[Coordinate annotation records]
════════════════════

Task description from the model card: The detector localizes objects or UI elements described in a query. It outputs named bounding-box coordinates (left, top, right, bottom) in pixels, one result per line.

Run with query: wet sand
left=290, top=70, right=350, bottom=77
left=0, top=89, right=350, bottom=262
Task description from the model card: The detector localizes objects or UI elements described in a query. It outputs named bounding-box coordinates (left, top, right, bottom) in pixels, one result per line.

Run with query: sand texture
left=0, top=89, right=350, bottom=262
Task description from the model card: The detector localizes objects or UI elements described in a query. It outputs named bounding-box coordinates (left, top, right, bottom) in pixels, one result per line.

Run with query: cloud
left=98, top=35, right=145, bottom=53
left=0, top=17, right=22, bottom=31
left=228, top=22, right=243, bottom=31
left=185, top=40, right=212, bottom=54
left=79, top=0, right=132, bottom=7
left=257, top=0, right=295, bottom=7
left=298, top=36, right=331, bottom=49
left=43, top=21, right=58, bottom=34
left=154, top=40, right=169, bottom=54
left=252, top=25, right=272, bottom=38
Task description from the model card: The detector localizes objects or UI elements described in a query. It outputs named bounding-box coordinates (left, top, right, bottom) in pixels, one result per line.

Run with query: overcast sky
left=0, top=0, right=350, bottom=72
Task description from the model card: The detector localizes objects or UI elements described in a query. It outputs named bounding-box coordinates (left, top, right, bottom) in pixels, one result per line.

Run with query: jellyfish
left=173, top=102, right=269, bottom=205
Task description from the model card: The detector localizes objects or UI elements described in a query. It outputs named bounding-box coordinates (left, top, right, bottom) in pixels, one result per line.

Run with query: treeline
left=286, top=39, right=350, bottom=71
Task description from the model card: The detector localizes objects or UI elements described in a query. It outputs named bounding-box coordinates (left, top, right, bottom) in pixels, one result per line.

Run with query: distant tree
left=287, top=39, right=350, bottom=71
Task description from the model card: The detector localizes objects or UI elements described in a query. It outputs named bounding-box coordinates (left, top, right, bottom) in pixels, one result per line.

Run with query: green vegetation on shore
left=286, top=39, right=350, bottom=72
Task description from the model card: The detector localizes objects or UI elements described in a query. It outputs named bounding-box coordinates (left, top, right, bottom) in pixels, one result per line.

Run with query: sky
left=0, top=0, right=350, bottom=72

════════════════════

> **Set problem**: Reproduce the listing above with every "Run with query" replaced by "Search term", keeping everything else identical.

> **Task answer**:
Task description from the model card: The detector localizes objects or UI elements described in a query. It outputs named bounding-box coordinates (left, top, right, bottom) in pixels, one result per line.

Search term: wet sand
left=290, top=70, right=350, bottom=77
left=0, top=89, right=350, bottom=262
Task description from the model card: The detector localizes objects or UI elements described in a query. It outputs named bounding-box coordinates (left, top, right, bottom) in pixels, one result per line.

Search term: sand texture
left=0, top=89, right=350, bottom=262
Task description from the model card: The detector localizes objects or UI elements described in a query. It outputs named bounding-box coordinates (left, top, right, bottom) in pixels, one result per line.

Search term: cloud
left=98, top=35, right=145, bottom=53
left=0, top=17, right=22, bottom=31
left=228, top=22, right=243, bottom=31
left=185, top=40, right=212, bottom=54
left=79, top=0, right=132, bottom=7
left=257, top=0, right=295, bottom=7
left=298, top=36, right=331, bottom=49
left=43, top=21, right=58, bottom=34
left=154, top=40, right=169, bottom=54
left=252, top=25, right=272, bottom=38
Task description from the model card: The detector localizes objects or UI elements described in a query. It outputs named bounding-box coordinates (left, top, right, bottom) in pixels, one result per line.

Search term: overcast sky
left=0, top=0, right=350, bottom=72
Task description from the model card: The detector localizes objects or UI elements described in a query. It outputs named bounding-box coordinates (left, top, right, bottom) in pixels, one result per line.

Search term: jellyfish
left=173, top=102, right=269, bottom=205
Task description from the model card: The detector localizes objects or UI elements described in a query. It outputs named bounding-box coordinates (left, top, right, bottom) in pixels, one result per line.

Search term: treeline
left=286, top=39, right=350, bottom=71
Task description from the model card: The detector localizes objects or UI elements described in a query. It outputs named bounding-box coordinates (left, top, right, bottom) in pixels, one result per line.

Search term: distant tree
left=287, top=39, right=350, bottom=71
Task description from the model card: The detector localizes objects or UI elements described in a query. It outputs named bounding-box coordinates (left, top, right, bottom) in pixels, one result per line.

Search term: green vegetation on shore
left=286, top=39, right=350, bottom=72
Task description from the model card: The detector localizes objects or UI elements described in a query. It outputs named bounding-box coordinates (left, top, right, bottom) in pixels, one result per line.

Search term: sky
left=0, top=0, right=350, bottom=72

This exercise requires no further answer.